## [WHAT TO WORK ON]
What follows is a set of entries. Repeat them exactly, but not their pictures.

--- Start of MATERIAL ---

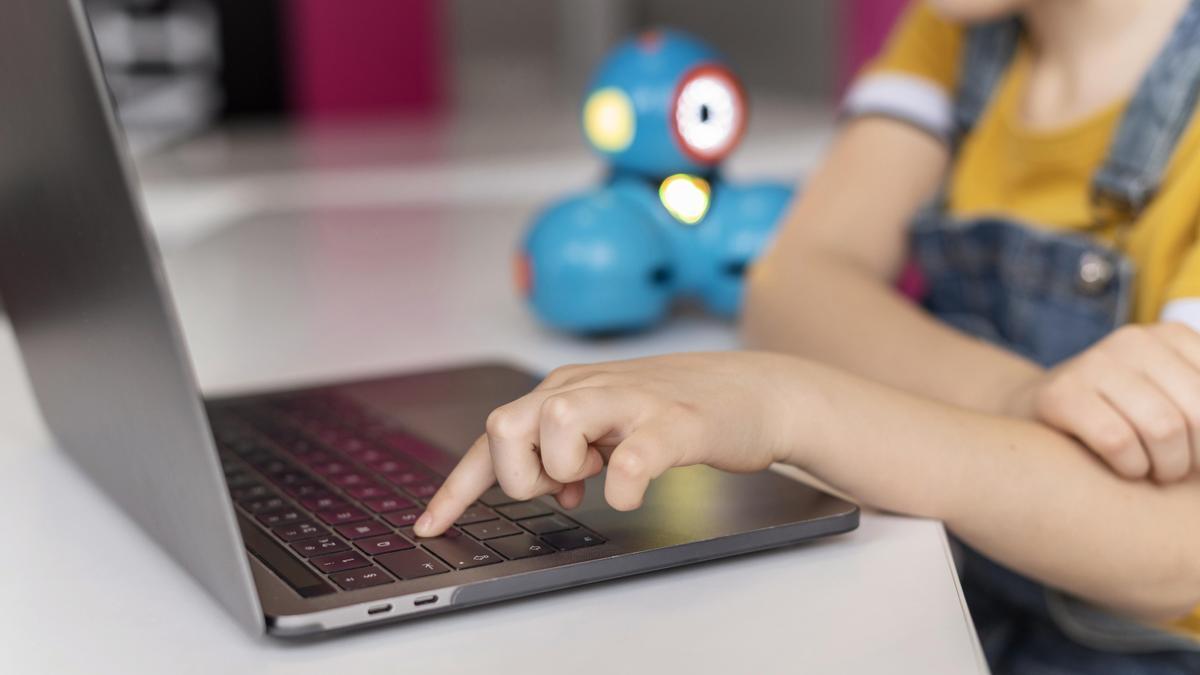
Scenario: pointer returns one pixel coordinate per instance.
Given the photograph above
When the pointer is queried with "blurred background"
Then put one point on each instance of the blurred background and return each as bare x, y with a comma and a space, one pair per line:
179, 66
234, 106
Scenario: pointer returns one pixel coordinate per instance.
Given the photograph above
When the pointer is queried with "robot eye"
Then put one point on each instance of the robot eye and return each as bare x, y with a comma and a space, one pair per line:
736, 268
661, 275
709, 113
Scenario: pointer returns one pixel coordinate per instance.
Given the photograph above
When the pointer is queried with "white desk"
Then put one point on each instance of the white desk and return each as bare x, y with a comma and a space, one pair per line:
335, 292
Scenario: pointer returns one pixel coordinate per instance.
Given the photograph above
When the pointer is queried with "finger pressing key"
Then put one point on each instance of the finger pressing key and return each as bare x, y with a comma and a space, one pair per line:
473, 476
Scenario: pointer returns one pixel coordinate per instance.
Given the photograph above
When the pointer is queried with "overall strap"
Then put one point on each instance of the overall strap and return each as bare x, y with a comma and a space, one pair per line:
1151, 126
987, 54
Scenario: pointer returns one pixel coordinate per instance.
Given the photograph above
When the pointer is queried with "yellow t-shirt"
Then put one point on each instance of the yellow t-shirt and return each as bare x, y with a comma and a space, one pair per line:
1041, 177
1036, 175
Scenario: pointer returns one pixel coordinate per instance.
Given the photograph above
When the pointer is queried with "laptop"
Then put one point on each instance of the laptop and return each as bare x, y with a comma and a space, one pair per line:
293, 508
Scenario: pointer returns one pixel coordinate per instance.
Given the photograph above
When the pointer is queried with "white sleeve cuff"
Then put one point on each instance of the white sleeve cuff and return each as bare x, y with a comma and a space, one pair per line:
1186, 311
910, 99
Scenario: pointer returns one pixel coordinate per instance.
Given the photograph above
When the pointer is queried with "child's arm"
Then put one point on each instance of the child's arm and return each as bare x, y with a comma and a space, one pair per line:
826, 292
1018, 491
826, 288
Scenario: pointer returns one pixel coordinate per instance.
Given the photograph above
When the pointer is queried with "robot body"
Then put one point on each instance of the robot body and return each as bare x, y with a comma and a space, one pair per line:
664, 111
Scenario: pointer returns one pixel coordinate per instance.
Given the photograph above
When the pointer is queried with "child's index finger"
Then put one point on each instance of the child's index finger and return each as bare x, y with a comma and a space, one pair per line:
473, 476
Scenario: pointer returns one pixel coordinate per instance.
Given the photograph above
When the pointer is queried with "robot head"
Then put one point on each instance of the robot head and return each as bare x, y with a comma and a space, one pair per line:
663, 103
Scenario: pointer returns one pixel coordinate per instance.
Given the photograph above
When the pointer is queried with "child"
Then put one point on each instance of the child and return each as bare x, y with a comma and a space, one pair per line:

--- End of MATERIAL ---

## [FULL OUTPUT]
Scenario: pointer returns one pixel coordinate per instance.
Given the photograph above
When the pointer is queried with "blurred background"
Then put one point on each instance of the blurred background and return each as bare x, y with a comma and a space, one pair per line:
179, 66
234, 106
Scenario: pointer returns one pixel coordinate per instance.
Given the photograph above
When the pointer is queried with "robot eye"
Then put one point on each instance of the robot eye and return each as bare x, y with a comma and a space, one pair per line:
736, 268
661, 275
709, 113
Scenario: pointer returns one pixel coordinate per instance.
Given the photograph above
When the pointer is queried with "white desk"
Then put one point on each instance of the white desk and return each as bare x, y with a comma and a space, one pair per line:
335, 292
Scenario: pointer returns one pixel coordinate per instance.
Given the photograph above
When the pointer is queried with "finger pressing key"
Then put one point on each instance of the finger pressing key and return each as bare x, y with a comma and a space, one pair per line:
473, 476
Scenario: pointer returns one pixel coordinate per instance.
Given the photograph above
When the pointer is queried with "overall strap"
Then put one point on each instance of the overall strap and return each as bare x, y with a comma and a space, one pair per line:
1151, 126
987, 54
Scenario: pointer returns one pixel coordinate per instance.
Given the photograph above
When the pointer is queried with "yellow t-shirt"
Then put one point on each instance of the yellow t-shirt and return each as bare x, y with a comma and a space, one pair per line:
1041, 177
1036, 175
Scenario: pointer returns one pixel coordinate per instance.
Given the photograph above
When the pointer is queried with "laptop"
Then put one point on each instance of the laptop and return each as bare x, y with a comma and a space, one pair per line:
293, 508
Scenario: pointer returns one pixel coordinate per instance.
Given the photograph above
When the pointer is queried with "white sleeve cuff"
Then put one point on each instance of the white sleeve cuff and return each as bare x, y with a comma and a space, one pair per line:
1186, 311
910, 99
Scenario: pointer returns one pixel coordinate per instance.
Given the photograph above
When the pointer is queried with "child's arm"
Then put one point on each instance of the child's arm and return each as bare x, y with a comma and a space, one pair per line:
826, 292
1018, 491
826, 288
Scenario: pointer returns one pixel coordinate per instance.
Given the photograph above
When the pointer is queried with "robot body"
Then put one point on each instance of the robot body and return each as bare x, y with a comma and a space, one pair per line:
664, 111
Scenario: pointer returns one pixel coordinate per instance.
Given the photograph above
When the pointer is queried with "child's index finger"
Then put one point on each instance of the child's index finger and return each as bare x, y with a comma and a space, one pair per line:
473, 476
Scenario: pointer returns one pixel coordinate per instance.
Given the photograph above
When the pointer is queried with "robot head"
Then put one point on each instance of the robot head and return each as bare x, y with a comma and a space, one pair per line:
663, 103
Scenario: pointer returns one pixel coordinate per instance.
Given the photograph above
When the pointer is queried with "child"
Then put one point on each instance of the child and return each as bare x, y with a comma and a space, one pair per line:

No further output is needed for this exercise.